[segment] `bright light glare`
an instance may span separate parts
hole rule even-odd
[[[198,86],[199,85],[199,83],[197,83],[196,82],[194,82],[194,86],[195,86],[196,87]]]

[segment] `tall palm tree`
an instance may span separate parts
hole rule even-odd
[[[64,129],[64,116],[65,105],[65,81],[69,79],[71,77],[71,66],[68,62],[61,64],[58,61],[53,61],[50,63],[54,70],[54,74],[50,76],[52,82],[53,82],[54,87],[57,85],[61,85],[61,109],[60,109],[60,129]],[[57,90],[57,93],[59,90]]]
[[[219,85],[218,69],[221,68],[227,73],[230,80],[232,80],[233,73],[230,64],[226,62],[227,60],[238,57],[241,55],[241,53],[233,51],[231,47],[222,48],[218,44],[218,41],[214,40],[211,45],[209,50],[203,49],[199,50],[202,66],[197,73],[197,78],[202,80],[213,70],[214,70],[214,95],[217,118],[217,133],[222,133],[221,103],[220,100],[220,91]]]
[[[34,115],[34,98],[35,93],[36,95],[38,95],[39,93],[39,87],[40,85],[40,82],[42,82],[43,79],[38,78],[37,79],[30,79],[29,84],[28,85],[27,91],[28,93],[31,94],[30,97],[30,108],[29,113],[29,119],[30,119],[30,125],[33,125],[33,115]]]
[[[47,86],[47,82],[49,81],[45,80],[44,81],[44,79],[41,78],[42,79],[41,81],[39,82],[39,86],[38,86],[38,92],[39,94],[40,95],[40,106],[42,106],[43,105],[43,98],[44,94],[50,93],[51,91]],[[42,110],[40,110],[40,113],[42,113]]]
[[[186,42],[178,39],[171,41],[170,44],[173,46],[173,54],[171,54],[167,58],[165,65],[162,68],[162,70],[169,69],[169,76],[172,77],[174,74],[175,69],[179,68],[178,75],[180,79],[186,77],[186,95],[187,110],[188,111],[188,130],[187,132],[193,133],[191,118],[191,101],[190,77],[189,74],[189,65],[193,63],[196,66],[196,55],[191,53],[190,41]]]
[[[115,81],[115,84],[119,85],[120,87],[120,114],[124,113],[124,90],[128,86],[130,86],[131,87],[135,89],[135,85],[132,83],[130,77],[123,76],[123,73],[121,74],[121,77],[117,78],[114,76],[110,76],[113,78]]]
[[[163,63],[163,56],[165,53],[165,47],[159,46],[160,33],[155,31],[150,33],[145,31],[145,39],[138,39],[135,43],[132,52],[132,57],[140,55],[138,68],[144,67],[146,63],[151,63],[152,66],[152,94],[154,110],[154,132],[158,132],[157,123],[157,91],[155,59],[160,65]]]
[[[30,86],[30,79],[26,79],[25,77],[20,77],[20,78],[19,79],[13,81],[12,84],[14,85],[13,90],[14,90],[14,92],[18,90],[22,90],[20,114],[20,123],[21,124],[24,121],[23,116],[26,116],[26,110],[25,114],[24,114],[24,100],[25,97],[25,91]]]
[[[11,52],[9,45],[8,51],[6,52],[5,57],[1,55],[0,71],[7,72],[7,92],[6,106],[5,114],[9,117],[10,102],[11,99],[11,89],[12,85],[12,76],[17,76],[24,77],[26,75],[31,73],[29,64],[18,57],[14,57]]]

-=-=-

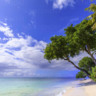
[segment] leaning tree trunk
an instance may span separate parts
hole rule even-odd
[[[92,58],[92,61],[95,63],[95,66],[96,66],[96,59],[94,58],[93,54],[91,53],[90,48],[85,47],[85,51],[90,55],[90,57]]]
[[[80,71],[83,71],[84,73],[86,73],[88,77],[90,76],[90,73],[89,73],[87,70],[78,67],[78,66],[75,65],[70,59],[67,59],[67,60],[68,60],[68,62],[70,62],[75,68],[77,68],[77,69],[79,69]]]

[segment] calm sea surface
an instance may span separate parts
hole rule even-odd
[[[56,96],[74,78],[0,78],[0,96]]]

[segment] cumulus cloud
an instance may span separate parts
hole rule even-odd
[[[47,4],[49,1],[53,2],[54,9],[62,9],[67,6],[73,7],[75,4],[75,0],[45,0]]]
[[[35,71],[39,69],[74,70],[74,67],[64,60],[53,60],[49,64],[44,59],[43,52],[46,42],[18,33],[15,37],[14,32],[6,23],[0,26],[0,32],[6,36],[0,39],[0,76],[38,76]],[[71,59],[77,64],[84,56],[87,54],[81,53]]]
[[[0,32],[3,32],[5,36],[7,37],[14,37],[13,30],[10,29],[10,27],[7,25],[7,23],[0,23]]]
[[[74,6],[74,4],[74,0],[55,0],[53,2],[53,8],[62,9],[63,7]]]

-=-=-

WORK INSTRUCTIONS: Reproduce the stretch of the data above from the line containing "[segment] cumulus cloud" through the line containing "[[[74,6],[74,4],[74,0],[55,0],[53,2],[53,8],[62,9],[63,7]]]", word for word.

SOLUTION:
[segment] cumulus cloud
an instance may span separate parts
hole rule even-odd
[[[47,4],[49,1],[53,2],[54,9],[62,9],[67,6],[73,7],[75,4],[75,0],[45,0]]]
[[[35,71],[39,69],[74,70],[74,67],[64,60],[53,60],[49,64],[44,59],[43,52],[46,42],[18,33],[15,37],[14,32],[6,23],[0,26],[0,32],[6,36],[0,39],[0,76],[38,76]],[[71,59],[77,64],[84,56],[87,54],[81,53]]]
[[[0,32],[3,32],[5,36],[7,37],[14,37],[13,30],[10,29],[10,27],[7,25],[7,23],[0,23]]]
[[[74,6],[74,4],[74,0],[55,0],[53,2],[53,8],[62,9],[63,7]]]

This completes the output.